(Selected extract begins)

I got my first pair of glasses recently – a light prescription I didn’t think I would notice, but they delivered such a sharpening of the world that I’m having to learn to look again. These experiences – how we adjust when sight is corrected; how eyes heal – are what concerns Wendy Eisenberg on their latest album Viewfinder, and not metaphorically: it’s a song cycle about getting laser eye surgery.
It opens deceptively simply with Lasik, which promises a singer-songwriter album with light-footed lyrical delivery and pensive guitar. But its structure quickly spins out into something far more interesting and impressionistic; bold for the territories it traverses, unfurling as a song suite with swathes of instrumental interludes and unexpected shifts in pace. There is skeletal brass over rolling cymbals in Afterimage; pacy jazz in Two Times Water where Eisenberg’s guitar and voice waft through in canon over bubbling percussion. Viewfinder (Intro) sits at track seven, collapsing and resolving before the dissonant guitar of the title track follows.

(Selected extract ends)
(Raw data begins)

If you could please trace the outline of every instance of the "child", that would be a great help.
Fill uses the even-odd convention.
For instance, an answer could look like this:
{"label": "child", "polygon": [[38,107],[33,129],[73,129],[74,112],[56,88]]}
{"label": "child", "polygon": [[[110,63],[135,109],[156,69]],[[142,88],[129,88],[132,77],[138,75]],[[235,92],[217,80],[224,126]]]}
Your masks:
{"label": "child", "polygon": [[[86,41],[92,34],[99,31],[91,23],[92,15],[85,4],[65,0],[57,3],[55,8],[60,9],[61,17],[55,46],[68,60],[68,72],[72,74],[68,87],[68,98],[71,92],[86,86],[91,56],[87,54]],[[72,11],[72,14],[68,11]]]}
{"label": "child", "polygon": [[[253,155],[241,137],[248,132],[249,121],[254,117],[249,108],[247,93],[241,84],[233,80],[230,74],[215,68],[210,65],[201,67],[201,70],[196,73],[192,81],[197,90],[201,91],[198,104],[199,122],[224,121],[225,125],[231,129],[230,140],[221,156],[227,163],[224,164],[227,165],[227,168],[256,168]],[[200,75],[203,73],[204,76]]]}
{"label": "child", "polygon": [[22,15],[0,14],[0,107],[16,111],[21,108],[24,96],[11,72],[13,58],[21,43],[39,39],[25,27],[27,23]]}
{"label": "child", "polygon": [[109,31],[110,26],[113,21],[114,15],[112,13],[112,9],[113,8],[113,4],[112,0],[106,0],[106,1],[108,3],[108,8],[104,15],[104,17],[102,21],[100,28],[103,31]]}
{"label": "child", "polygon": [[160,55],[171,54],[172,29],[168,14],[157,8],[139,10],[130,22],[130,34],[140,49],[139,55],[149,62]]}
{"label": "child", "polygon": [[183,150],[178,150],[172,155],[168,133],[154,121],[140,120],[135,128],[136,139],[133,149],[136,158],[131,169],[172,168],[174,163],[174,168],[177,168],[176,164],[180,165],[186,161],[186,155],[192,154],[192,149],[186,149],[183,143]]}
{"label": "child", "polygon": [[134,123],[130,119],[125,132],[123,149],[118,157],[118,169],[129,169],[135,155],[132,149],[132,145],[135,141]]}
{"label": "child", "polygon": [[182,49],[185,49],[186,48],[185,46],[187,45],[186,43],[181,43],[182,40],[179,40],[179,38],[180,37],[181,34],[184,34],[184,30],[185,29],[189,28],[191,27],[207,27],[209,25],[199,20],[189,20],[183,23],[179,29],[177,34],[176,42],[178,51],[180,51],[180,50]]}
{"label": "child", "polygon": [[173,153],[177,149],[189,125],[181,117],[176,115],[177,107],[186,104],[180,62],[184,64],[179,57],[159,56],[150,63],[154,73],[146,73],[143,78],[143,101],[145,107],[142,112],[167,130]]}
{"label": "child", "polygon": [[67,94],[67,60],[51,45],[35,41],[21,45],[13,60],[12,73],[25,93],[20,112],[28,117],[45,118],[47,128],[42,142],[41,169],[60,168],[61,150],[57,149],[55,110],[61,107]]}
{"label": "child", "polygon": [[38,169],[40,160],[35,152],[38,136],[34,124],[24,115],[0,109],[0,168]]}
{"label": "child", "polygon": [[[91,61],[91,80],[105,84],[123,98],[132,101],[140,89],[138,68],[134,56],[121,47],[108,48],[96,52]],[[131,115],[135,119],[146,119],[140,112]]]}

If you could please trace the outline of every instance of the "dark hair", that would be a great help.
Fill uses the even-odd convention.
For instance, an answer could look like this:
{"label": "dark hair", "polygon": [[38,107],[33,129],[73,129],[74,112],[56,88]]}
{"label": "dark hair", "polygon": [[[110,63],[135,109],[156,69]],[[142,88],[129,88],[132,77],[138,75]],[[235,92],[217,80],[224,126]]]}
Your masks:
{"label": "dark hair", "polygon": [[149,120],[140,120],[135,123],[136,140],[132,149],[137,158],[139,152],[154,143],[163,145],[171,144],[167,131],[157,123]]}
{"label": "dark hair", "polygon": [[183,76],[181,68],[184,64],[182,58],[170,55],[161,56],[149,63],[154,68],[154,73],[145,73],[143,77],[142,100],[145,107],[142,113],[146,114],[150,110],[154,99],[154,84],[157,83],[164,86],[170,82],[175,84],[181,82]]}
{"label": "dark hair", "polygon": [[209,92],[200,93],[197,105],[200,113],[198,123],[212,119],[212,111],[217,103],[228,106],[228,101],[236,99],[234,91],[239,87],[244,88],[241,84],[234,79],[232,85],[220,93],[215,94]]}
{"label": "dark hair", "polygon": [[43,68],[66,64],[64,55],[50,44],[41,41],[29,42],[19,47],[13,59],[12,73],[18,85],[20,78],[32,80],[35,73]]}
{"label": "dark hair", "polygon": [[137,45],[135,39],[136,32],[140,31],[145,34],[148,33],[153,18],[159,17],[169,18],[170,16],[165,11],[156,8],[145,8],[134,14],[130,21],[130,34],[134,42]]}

(Raw data ends)
(Raw data begins)

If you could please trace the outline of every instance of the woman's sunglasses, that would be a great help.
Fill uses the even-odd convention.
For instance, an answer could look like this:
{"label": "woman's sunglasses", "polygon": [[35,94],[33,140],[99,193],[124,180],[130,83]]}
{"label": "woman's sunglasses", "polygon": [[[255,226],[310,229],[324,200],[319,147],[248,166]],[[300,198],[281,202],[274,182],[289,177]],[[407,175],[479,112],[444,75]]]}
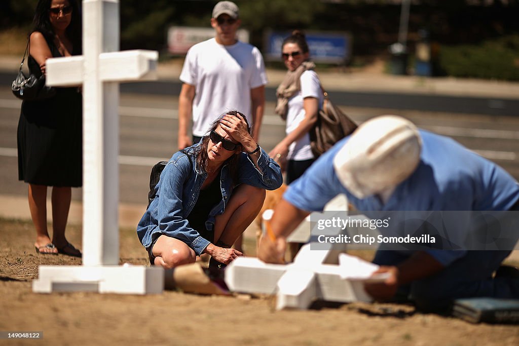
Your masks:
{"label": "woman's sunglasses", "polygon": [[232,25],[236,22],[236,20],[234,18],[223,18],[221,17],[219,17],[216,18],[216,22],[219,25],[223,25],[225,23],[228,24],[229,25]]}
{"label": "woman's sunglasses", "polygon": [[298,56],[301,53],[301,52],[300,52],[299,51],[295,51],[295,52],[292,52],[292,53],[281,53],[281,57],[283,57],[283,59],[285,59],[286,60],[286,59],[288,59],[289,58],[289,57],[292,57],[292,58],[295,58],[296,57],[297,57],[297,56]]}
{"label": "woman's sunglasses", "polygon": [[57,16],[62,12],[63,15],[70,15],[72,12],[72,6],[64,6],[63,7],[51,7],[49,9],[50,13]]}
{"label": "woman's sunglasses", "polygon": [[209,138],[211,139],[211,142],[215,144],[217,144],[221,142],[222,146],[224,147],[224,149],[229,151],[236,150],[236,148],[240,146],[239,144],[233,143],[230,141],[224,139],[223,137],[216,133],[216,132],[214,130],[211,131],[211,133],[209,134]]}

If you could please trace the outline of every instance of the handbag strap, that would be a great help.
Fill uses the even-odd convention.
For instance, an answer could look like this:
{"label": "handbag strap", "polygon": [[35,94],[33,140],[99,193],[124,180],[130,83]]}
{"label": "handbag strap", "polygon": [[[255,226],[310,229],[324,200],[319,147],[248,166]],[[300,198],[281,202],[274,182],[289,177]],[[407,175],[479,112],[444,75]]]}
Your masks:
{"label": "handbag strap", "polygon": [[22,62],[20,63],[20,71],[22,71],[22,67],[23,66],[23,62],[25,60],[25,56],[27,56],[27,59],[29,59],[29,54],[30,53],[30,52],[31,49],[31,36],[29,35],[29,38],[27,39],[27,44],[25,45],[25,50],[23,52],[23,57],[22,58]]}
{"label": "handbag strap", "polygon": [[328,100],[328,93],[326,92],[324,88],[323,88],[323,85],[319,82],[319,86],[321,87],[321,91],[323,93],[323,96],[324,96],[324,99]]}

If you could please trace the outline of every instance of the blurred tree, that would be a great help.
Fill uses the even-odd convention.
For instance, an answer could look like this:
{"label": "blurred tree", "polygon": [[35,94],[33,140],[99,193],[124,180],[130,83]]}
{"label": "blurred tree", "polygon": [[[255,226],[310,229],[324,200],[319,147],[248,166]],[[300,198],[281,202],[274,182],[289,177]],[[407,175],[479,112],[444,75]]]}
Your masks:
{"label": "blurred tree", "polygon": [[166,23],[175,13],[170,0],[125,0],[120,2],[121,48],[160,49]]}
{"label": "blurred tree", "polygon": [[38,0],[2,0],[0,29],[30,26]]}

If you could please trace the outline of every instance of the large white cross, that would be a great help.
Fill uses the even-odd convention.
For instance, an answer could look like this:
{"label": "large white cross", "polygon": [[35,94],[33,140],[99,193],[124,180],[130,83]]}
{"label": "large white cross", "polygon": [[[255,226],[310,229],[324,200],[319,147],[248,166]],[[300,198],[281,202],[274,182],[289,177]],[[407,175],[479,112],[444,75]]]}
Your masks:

(Raw data ends)
(Raw data begins)

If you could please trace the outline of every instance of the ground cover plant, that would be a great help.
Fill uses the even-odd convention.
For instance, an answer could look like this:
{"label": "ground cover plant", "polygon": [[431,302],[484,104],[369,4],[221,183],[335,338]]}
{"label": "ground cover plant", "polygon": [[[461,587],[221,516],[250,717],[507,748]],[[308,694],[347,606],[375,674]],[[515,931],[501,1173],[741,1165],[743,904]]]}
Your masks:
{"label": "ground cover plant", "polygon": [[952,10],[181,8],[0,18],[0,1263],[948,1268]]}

(Raw data ends)

What you will do ::
#1 List every song title that the album review writes out in its second paragraph, the one beginning "It opens."
#2 According to the album review, what is the song cycle on Viewfinder about?
#3 Rewrite the album review starting at "It opens deceptively" and ending at "title track follows.", swapping "guitar" for "piano".
Answer from the album review alone.

Task-by-task answers ::
#1 Lasik, Afterimage, Two Times Water, Viewfinder (Intro)

#2 Getting laser eye surgery.

#3
It opens deceptively simply with Lasik, which promises a singer-songwriter album with light-footed lyrical delivery and pensive piano. But its structure quickly spins out into something far more interesting and impressionistic; bold for the territories it traverses, unfurling as a song suite with swathes of instrumental interludes and unexpected shifts in pace. There is skeletal brass over rolling cymbals in Afterimage; pacy jazz in Two Times Water where Eisenberg’s piano and voice waft through in canon over bubbling percussion. Viewfinder (Intro) sits at track seven, collapsing and resolving before the dissonant piano of the title track follows.